## To do:
Output the records exactly, with no line skipped.

## Provided material:
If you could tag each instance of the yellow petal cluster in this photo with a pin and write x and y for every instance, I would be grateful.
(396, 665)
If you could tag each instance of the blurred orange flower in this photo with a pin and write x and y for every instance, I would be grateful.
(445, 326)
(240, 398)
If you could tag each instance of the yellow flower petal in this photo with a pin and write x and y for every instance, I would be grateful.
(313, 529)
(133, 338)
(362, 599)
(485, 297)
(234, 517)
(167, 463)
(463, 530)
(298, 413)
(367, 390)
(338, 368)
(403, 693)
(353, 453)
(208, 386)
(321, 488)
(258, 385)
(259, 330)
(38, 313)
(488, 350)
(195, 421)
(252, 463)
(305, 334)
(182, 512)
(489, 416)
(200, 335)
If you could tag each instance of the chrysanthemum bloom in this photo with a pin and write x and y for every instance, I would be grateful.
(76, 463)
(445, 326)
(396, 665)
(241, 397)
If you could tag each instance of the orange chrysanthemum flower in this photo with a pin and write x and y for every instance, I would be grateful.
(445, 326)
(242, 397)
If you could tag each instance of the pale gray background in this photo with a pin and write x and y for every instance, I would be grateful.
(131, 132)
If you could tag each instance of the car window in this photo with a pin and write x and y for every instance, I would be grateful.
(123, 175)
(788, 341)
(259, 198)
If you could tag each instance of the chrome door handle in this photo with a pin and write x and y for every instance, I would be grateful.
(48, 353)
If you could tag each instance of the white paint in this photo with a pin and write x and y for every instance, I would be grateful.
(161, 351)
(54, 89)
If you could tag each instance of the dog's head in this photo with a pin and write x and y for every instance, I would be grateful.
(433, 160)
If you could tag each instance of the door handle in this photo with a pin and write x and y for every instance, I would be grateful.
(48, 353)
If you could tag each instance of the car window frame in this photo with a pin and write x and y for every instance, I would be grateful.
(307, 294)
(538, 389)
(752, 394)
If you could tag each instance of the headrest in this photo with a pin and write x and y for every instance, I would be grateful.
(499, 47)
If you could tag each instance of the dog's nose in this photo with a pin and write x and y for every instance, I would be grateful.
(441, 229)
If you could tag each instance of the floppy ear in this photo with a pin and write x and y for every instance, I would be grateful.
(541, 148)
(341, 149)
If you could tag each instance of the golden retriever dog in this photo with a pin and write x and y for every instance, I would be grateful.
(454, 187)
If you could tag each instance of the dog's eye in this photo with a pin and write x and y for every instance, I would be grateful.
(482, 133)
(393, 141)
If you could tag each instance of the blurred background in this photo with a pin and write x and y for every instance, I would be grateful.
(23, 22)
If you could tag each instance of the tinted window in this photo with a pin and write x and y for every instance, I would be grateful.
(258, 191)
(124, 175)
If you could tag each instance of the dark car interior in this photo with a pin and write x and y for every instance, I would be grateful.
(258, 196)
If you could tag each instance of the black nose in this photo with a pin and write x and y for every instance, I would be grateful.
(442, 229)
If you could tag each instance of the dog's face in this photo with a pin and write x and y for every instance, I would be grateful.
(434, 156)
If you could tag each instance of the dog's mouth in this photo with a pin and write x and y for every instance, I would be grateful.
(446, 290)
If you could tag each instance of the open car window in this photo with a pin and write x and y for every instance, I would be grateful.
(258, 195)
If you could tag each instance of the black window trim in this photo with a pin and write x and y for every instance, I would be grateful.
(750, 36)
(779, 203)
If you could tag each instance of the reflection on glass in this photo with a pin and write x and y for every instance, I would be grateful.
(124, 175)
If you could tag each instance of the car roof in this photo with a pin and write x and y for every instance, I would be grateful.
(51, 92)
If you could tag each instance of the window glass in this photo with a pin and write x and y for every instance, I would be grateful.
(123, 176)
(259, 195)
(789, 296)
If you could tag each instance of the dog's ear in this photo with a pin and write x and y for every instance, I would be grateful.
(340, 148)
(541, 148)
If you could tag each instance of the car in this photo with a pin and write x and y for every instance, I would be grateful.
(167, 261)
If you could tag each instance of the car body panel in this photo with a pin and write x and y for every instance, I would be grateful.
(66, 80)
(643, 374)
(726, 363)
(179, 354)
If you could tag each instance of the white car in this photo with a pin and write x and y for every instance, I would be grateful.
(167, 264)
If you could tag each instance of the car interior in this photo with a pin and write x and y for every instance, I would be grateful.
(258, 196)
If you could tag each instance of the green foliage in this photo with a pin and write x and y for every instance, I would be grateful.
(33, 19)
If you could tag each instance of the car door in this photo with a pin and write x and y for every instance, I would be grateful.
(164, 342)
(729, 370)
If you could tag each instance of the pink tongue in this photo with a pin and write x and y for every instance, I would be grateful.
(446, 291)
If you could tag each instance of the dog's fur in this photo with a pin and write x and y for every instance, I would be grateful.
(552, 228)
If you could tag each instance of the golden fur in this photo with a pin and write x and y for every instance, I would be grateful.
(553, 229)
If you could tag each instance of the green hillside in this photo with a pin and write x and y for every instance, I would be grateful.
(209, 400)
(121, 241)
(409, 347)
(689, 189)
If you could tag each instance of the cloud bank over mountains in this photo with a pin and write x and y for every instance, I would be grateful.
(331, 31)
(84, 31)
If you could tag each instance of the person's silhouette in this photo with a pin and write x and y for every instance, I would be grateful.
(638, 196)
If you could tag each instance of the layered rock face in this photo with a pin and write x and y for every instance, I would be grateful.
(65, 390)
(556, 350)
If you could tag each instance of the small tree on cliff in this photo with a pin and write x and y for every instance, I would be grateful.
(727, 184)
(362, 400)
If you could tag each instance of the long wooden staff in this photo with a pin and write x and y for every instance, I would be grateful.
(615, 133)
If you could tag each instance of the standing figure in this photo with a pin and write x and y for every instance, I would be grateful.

## The answer:
If you could tag each instance of the yellow petal cluster in this photo with a pin and write x and y for every instance, I would be grateful.
(396, 665)
If you could tag each instance of the blurred orange flower in this photo with a pin and write x and y for every instance, I would be grateful.
(445, 326)
(240, 398)
If you could tag each instance of the yellow flower petal in this photo with a pin and write x and y for every instance, I would be grateful.
(313, 529)
(133, 338)
(362, 599)
(485, 297)
(234, 517)
(167, 463)
(463, 530)
(298, 413)
(367, 390)
(338, 368)
(403, 693)
(353, 453)
(208, 386)
(321, 488)
(258, 385)
(259, 330)
(38, 313)
(488, 350)
(195, 421)
(252, 463)
(305, 334)
(182, 512)
(489, 416)
(200, 335)
If you could tag each instance of the chrysanthemum bloom in this photo with a pin and write x and y for every instance, I would be grateful.
(76, 463)
(445, 326)
(396, 665)
(241, 397)
If you could tag each instance of the orange chrysanthemum flower in this photo with a pin and write x and y for every instance, I would be grateful.
(445, 326)
(242, 397)
If you could tag each instance of the pale gray background in this photo with a pin and write x and y for every instance, I would be grateful.
(131, 132)
If you could tag each instance of the car window in this photo with a pin and write x and y for every instance, I would be grateful.
(123, 175)
(788, 341)
(259, 198)
If you could tag each instance of the chrome door handle in this photo with a pin and write x and y for every instance, I would be grateful.
(48, 353)
If you could tag each instance of the white paint in this photo with a pin and write x and y for every instance, I would be grateful.
(161, 351)
(54, 89)
If you could tag each instance of the dog's head in this photo with a pin and write x and y for every instance, I would be grateful.
(433, 160)
If you could tag each instance of the door handle in this photo with a pin and write x and y for every instance, I would be grateful.
(48, 353)
If you could tag each instance of the car window frame in this photo with a pin and write x and y for every instance, I would be grateful.
(307, 294)
(538, 389)
(752, 394)
If you could tag each instance of the headrest in this photo with a pin and write x and y for every instance, I would be grateful.
(499, 47)
If you could tag each instance of the dog's nose in this photo with a pin and write x and y for every instance, I would be grateful.
(441, 229)
If you could tag each instance of the floppy ear in this photo with a pin and write x and y for every instance, I would be grateful.
(541, 148)
(341, 149)
If you could tag each instance of the golden retriever dog in this photo with a pin and write x and y for every instance, I would be grateful.
(454, 187)
If you could tag each instance of the dog's eye in this photo with a pin and write x and y for every instance, I would be grateful.
(482, 133)
(393, 141)
If you could tag each instance of the blurred background in this photo with a pin and write x and y for every instance, I would be grateful.
(23, 22)
If you could tag each instance of the tinted window in this photo with a pin and write x and y for every instance, I would be grateful.
(258, 191)
(124, 175)
If you could tag each instance of the dark car interior in this photo with a pin and write x and y for every instance, I would be grateful.
(258, 196)
If you could tag each instance of the black nose in this photo with a pin and write x and y for every instance, I would be grateful.
(442, 229)
If you could tag each instance of the dog's face in this photo with a pin and write x and y for every instance, I would be grateful.
(434, 156)
If you could tag each instance of the dog's mouth in this photo with a pin and write x and y for every instance, I would be grateful.
(446, 290)
If you could tag each instance of the open car window in this photo with a pin and write x and y for every instance, I would be grateful.
(258, 195)
If you could tag each instance of the black window trim in this photo with a pin and write x and y for every instance, I would be grateful.
(750, 36)
(779, 203)
If you could tag each instance of the reflection on glass in this photo with a pin and write x and y for every instance, I would be grateful.
(124, 175)
If you could tag each instance of the car roof in this photo with a pin and write x and y for every instance, I would be grateful.
(51, 92)
If you could tag each instance of the window glass in this photo with a pin and write x and y for every instance, I would be grateful.
(123, 176)
(259, 195)
(789, 296)
If you could tag each instance of the dog's ear in this photo with a pin and write x and y for every instance, I would be grateful.
(340, 148)
(541, 148)
If you could tag each instance of the car in this photo with a pin and write x and y for every instance, I would be grateful.
(167, 261)
If you could tag each instance of the car body panel in this photo with a pin and write x and y for every instance, I would be grateful.
(66, 80)
(643, 374)
(726, 363)
(179, 354)
If you could tag each instance of the white car in this photo with a pin and write x and y for every instance, I would be grateful.
(167, 264)
If you could tag each instance of the car interior in this photo with a pin and write x and y for every instance, I would be grateful.
(258, 196)
If you could tag each instance of the green foliage in this photo with a pin and write x and y for every instance, I would be grateful.
(33, 19)
If you could tag each instance of the car door in this photo with a pin and write x and y for every instance, I would be grateful.
(164, 342)
(729, 370)
If you could tag each instance of the pink tongue in this photo with a pin and write x and y for every instance, I would be grateful.
(446, 291)
If you could tag each instance of the dog's fur in this photo with a pin and write x and y for every instance, I would be grateful.
(552, 228)
If you could tag each instance of the golden fur in this photo with a pin and write x and y for every instance, I would be grateful.
(553, 229)
If you could tag each instance of the green hillside in this photo with a pin and write x and y for every instance, I would be grateful.
(209, 400)
(121, 241)
(409, 347)
(689, 189)
If you could tag each instance of the cloud bank over mountains in this photo with a pin and write x and y for every instance, I would be grateful.
(331, 31)
(84, 31)
If you could tag each instance of the person's silhouette in this photo with a pin and write x and y for every instance, I would be grateful.
(638, 196)
If you could tag each instance of the layered rock face in this photo with a pin and write x and y for every instance, I would be grateful.
(65, 390)
(556, 350)
If you could tag each instance of the small tree on cliff in this photo with a pin and write x and y for every instance, I would be grateful.
(727, 184)
(362, 400)
If you could tag each instance of the long wooden staff in this photo with a pin and write x and y for every instance, I would be grateful.
(615, 133)
If you could tag each instance of the standing figure in this photo with a pin and write x and y for every instance, I would be grateful.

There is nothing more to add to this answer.